Copy the data below line for line, exactly as it stands.

-------- Data provided

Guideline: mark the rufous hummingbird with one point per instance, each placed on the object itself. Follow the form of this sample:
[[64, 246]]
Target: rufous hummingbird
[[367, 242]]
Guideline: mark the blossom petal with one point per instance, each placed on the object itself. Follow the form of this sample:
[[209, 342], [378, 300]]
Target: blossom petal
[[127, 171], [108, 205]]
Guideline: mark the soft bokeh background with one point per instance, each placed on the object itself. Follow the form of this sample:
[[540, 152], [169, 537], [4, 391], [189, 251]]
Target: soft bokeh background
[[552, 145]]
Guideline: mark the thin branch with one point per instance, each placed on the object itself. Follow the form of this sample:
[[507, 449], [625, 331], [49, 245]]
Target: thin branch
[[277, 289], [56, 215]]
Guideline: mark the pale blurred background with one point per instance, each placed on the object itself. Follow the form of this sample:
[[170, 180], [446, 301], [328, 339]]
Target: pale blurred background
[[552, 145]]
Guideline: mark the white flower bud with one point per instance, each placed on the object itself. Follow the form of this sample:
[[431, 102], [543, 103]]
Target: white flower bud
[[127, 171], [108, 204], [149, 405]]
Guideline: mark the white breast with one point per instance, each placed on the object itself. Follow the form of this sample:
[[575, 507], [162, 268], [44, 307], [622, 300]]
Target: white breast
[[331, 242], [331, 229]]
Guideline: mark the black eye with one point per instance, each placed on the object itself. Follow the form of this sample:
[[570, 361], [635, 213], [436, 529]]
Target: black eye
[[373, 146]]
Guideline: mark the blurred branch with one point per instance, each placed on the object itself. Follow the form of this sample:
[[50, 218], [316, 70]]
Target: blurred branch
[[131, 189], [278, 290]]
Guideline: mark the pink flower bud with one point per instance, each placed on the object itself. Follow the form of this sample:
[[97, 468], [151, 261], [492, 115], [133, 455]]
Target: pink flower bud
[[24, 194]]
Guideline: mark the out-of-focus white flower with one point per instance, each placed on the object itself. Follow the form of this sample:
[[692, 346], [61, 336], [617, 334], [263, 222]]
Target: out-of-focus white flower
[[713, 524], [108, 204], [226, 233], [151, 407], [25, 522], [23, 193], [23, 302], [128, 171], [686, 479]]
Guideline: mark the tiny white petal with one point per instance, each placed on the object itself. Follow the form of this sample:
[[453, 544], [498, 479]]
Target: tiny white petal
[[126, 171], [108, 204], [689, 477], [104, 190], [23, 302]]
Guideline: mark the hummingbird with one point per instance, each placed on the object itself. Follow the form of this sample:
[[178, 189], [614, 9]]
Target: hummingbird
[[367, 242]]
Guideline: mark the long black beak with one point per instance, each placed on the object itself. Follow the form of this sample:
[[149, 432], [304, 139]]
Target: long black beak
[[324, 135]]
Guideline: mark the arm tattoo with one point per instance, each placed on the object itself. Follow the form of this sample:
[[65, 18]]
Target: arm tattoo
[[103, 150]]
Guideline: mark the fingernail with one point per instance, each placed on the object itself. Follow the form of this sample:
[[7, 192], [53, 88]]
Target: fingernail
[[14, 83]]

----------------

◆ Solution to this task
Guideline: mark the rufous hummingbird with one point per instance, each placed on the object itself. Follow the form of this sample:
[[64, 246]]
Target: rufous hummingbird
[[367, 242]]
Guideline: mark the blossom petal with one point per instance, each placed on the object itself. Follow the form of this sample:
[[209, 342], [378, 300]]
Target: blossom petal
[[127, 171], [108, 205]]
Guideline: mark the soft bokeh background with one point per instance, each placed on the object itself. Follow the form of this sample:
[[540, 152], [169, 537], [4, 391], [189, 251]]
Target: soft bokeh background
[[552, 145]]
Guideline: mark the thin branch with one point per instance, each placed on the object itself. Follow the form of this sample:
[[507, 449], [625, 331], [49, 245]]
Target: thin branch
[[277, 289], [56, 215]]
Guideline: mark the pale blurred background with one point per instance, each placed on the object itself. Follow the form of this sample:
[[170, 180], [446, 301], [328, 339]]
Target: pale blurred background
[[552, 145]]
Guideline: mark the white flower bud with one point per instance, each placed on the object itself. Follow the form of this sample:
[[431, 102], [543, 103]]
Target: white flower bud
[[127, 171], [108, 204], [149, 405]]
Guideline: mark the white breast with one point per instance, each placed on the object itself. Follow the form of this sample:
[[575, 507], [162, 268], [44, 307], [622, 300]]
Target: white breast
[[331, 242], [331, 229]]
Guideline: mark the black eye with one point per instance, each placed on the object itself. Follow the form of this sample:
[[570, 361], [635, 213], [436, 529]]
Target: black eye
[[373, 146]]
Guideline: mark the blurred branch with one point per instance, each placed on the object itself. Follow the form of this sample:
[[50, 218], [316, 70]]
Target: blurred branch
[[131, 189], [278, 290]]
Guideline: mark the pink flower bud with one point per instance, each placed on the object itself. Follow the form of this sample:
[[97, 468], [151, 261], [492, 115], [133, 455]]
Target: pink flower bud
[[24, 194]]
Guideline: mark the out-of-focus white flower with one point per instance, each placed on the object itself. Follow the form of this sample:
[[692, 346], [61, 336], [617, 334], [263, 222]]
Target: out-of-focus white flower
[[713, 524], [108, 204], [226, 233], [151, 407], [25, 522], [23, 193], [23, 302], [128, 171], [686, 479]]
Guideline: mark the tiny white petal with one point per instance, each placed on the object itself. Follow the form of this sample:
[[453, 544], [498, 479]]
Target: tiny white petal
[[126, 171], [108, 204], [689, 477], [104, 190], [23, 302]]
Guideline: mark the hummingbird with one point per instance, each placed on the object itself. Follow the form of this sample:
[[178, 189], [614, 9]]
Target: hummingbird
[[367, 242]]
Guideline: mark the long black beak with one point per instance, each placed on the object itself. Follow the form of this sample:
[[149, 432], [304, 139]]
Target: long black beak
[[324, 135]]
Guideline: mark the arm tattoo with one point per instance, each placed on the object itself. Follow the form of this sample:
[[65, 18]]
Target: arm tattoo
[[103, 150]]
Guideline: mark the fingernail with one point per instance, each placed on the object itself. Follow the form of this sample:
[[7, 192], [53, 88]]
Target: fingernail
[[14, 83]]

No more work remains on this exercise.